[begin Text provided]
Sorry cant answer that as not sure myself....will ask the owner and see what he says:thumb:


----------



## Moby (Apr 13, 2010)

P90PTS said:


> Are those alloys genuine GTI's?
> 
> Just asking as they seem abit small and kinda 'fat' in comparison to these:


They seem to look original, they are available in 17" & 18". The one in your pic looks like their 18" and in the other pic's it looks like their 17" with a fatter profile on the tyre than usual.


----------



## tdekany (Jul 22, 2006)

Amazing gloss!!!! 

How long did you think it would take and what was the actual time spent on it?

Thanks


----------



## RandomlySet (Jul 10, 2007)

stunning work.... and GREAT pictures of the swirls


----------



## TheGooner84 (Jun 29, 2010)

what a difference !


----------



## james_death (Aug 9, 2010)

Toatally stunning


----------



## paulmc08 (Feb 3, 2009)

that was an awful mess

but what a truely fantastic turn around and the finished pic's are stunning

Excellent work Jay:thumb:


----------



## Dodoalan (Nov 24, 2009)

Great turn around, Don't like the wheels.


----------



## Exclusive Car Care (Jan 14, 2007)

tdekany said:


> Amazing gloss!!!!
[end Text provided]
[begin Data lines]
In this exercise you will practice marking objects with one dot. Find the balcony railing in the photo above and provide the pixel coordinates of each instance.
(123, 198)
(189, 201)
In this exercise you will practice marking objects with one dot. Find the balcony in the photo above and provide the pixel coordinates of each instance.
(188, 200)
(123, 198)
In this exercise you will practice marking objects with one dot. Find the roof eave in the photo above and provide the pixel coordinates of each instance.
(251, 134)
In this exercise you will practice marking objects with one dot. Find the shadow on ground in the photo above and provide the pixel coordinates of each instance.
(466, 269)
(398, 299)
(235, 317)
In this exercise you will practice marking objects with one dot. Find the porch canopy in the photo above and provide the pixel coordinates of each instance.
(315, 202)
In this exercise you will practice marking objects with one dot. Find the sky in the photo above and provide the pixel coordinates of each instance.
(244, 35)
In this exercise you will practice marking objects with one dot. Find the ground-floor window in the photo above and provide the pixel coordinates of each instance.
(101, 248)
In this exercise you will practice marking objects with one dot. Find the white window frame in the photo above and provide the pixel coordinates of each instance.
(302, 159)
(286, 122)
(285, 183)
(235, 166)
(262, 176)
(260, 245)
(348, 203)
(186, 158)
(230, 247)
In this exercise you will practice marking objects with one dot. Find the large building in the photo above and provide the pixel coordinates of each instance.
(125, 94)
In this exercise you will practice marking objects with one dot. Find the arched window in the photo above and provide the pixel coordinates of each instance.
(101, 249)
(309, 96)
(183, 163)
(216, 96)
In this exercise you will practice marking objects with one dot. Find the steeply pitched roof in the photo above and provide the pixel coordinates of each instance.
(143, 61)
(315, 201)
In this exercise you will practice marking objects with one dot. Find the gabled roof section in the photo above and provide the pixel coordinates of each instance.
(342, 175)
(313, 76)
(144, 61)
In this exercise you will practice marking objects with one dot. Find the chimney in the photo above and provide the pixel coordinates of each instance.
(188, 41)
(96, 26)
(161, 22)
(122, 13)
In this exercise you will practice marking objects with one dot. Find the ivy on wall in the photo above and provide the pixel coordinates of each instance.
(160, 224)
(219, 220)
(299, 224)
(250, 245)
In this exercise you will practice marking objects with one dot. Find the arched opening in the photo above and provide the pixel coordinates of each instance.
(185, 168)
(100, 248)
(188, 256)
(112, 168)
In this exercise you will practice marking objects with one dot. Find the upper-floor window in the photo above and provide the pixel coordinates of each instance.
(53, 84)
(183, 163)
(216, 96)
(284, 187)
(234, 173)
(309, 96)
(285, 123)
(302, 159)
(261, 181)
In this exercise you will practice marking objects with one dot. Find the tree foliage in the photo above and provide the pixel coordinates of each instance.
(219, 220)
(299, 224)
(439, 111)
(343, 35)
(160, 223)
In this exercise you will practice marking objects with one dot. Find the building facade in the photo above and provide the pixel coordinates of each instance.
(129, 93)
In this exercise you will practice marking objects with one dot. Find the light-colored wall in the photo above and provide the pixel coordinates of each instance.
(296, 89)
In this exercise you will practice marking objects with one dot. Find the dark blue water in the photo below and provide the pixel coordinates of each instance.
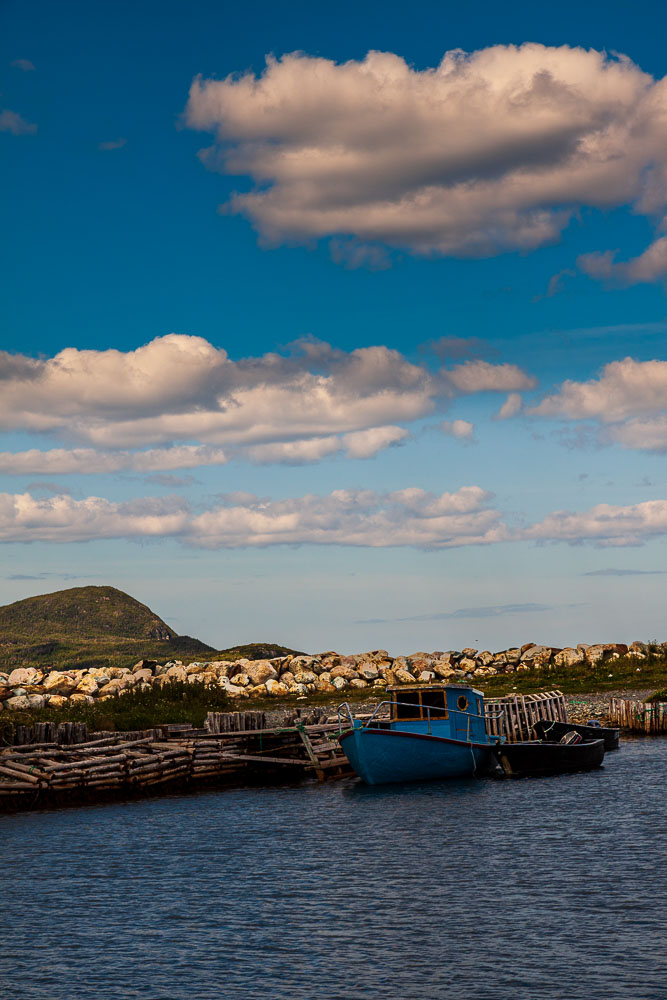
(466, 890)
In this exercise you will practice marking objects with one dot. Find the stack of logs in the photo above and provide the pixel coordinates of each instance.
(127, 763)
(638, 716)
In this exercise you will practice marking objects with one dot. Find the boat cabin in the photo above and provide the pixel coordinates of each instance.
(453, 711)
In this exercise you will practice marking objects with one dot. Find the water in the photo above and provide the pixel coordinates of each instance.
(466, 890)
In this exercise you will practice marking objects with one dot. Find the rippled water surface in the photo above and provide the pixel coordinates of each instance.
(498, 890)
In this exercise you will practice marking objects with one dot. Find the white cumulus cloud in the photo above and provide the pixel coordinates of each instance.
(461, 429)
(345, 517)
(485, 152)
(64, 461)
(180, 388)
(604, 524)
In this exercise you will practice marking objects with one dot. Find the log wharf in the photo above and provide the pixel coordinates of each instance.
(234, 748)
(49, 765)
(639, 716)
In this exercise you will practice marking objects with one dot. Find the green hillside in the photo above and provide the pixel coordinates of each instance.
(99, 627)
(84, 613)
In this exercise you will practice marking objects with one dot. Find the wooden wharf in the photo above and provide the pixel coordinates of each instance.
(638, 716)
(178, 757)
(62, 765)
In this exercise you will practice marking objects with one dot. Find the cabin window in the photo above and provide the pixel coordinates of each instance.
(434, 700)
(417, 704)
(407, 705)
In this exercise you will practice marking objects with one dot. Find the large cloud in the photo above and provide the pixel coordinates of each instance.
(65, 461)
(181, 388)
(604, 524)
(362, 518)
(344, 517)
(489, 151)
(628, 400)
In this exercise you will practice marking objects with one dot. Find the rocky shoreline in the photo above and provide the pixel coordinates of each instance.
(301, 675)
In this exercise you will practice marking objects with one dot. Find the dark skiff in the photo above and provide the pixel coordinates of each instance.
(519, 759)
(554, 731)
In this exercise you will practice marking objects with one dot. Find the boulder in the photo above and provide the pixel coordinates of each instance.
(594, 654)
(367, 670)
(537, 656)
(347, 673)
(306, 676)
(176, 673)
(195, 668)
(144, 665)
(325, 687)
(18, 702)
(25, 675)
(261, 671)
(59, 683)
(235, 690)
(220, 668)
(114, 687)
(568, 657)
(140, 675)
(276, 689)
(87, 685)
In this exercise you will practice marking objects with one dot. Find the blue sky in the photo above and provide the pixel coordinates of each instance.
(488, 275)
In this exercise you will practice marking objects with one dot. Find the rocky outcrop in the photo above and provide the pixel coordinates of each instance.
(283, 676)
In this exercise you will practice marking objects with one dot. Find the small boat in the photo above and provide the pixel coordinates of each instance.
(538, 757)
(545, 730)
(430, 731)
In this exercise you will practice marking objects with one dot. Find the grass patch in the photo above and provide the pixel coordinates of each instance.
(173, 702)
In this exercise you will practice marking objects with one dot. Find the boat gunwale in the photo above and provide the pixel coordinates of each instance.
(420, 736)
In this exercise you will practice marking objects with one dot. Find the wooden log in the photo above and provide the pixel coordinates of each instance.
(26, 769)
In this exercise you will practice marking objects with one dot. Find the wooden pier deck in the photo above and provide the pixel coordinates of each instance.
(63, 765)
(127, 764)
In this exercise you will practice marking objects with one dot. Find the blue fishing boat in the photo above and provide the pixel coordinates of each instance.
(429, 731)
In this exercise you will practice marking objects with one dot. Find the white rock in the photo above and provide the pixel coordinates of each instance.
(25, 675)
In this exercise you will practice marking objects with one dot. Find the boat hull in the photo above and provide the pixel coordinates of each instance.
(520, 759)
(381, 756)
(555, 730)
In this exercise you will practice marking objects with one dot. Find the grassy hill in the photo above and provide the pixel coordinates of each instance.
(84, 613)
(99, 627)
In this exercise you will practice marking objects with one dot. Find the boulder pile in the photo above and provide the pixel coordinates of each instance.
(327, 673)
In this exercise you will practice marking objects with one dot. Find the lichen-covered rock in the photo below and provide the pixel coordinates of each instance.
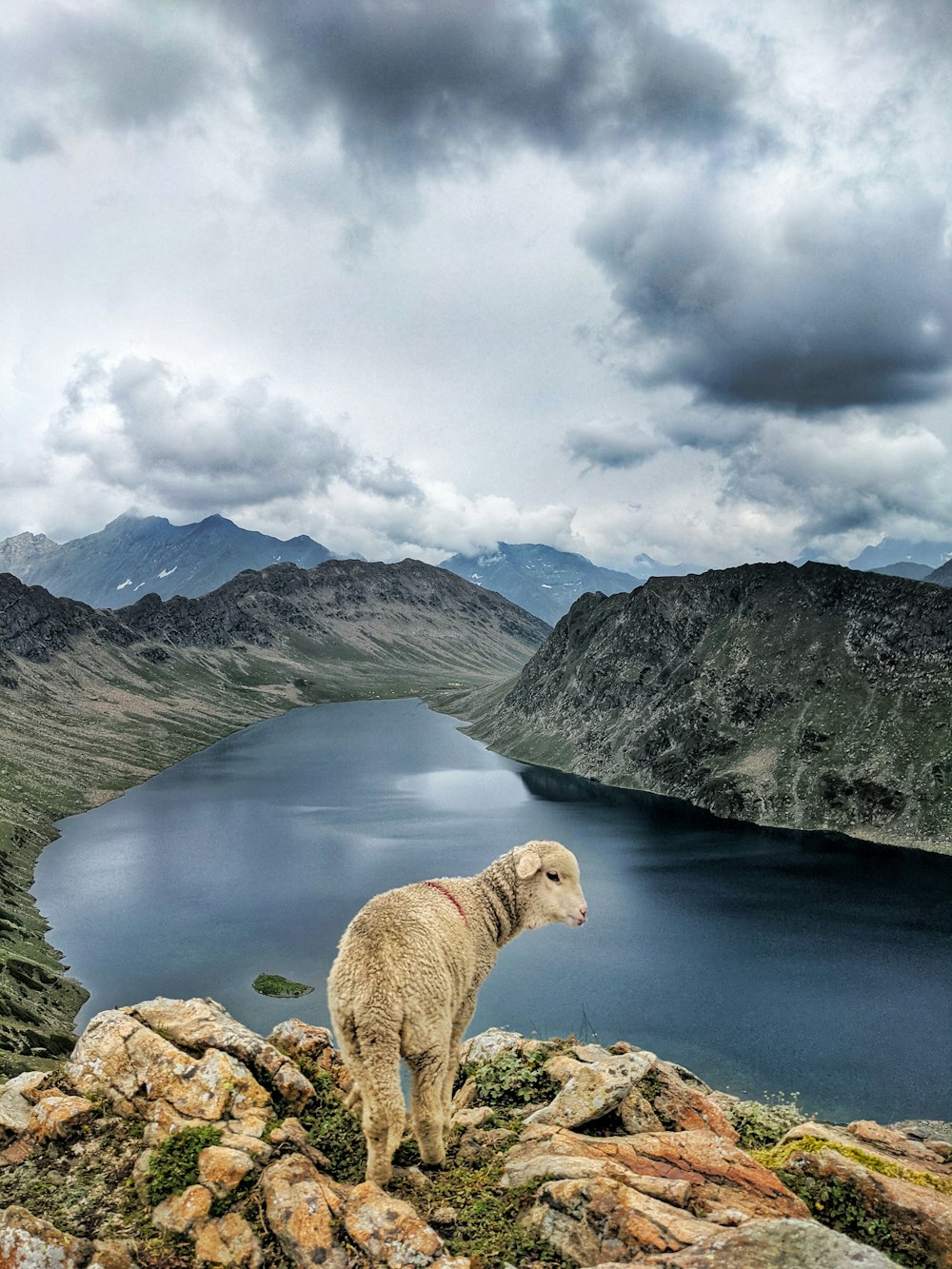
[end Data lines]
Tasks to perform ▸
1. Sum up the car forum thread in two sentences.
2. Pick up the car forum thread from its last line and carry it on.
The entries were taken from a different source.

Answers to the problems ▸
1. In the car forum thread, one poster isn't sure about a question and plans to ask the owner, and Moby replies that the alloys look original and come in 17" and 18" sizes. Others praise the gloss, the pictures of the swirls and the turnaround, while one dislikes the wheels and tdekany asks how long the job was expected to take compared with the time actually spent.

2.
> 
> How long did you think it would take and what was the actual time spent on it?
> 
> Thanks


It was done over 3 days:thumb:

thanks once again to everyone who commented


----------



## HeavenlyDetail (Sep 22, 2006)

Rather lovely , nice work!


----------



## clcollins (Jul 30, 2007)

Fantastic finish

Some hard work went into those wheel arches, and the depth of shine in the final pictures is outstanding, well done :thumb:


----------



## ahaydock (Jan 4, 2007)

Amazing finish - looks spot on :thumb:


----------



## pete5570 (Jun 11, 2010)

Those reflections are ridiculous! Fantastic job on a great car.


----------



## Exclusive Car Care (Jan 14, 2007)

thanks guys:thumb:


----------



## Owensy (Jul 27, 2010)

Thats very impressive!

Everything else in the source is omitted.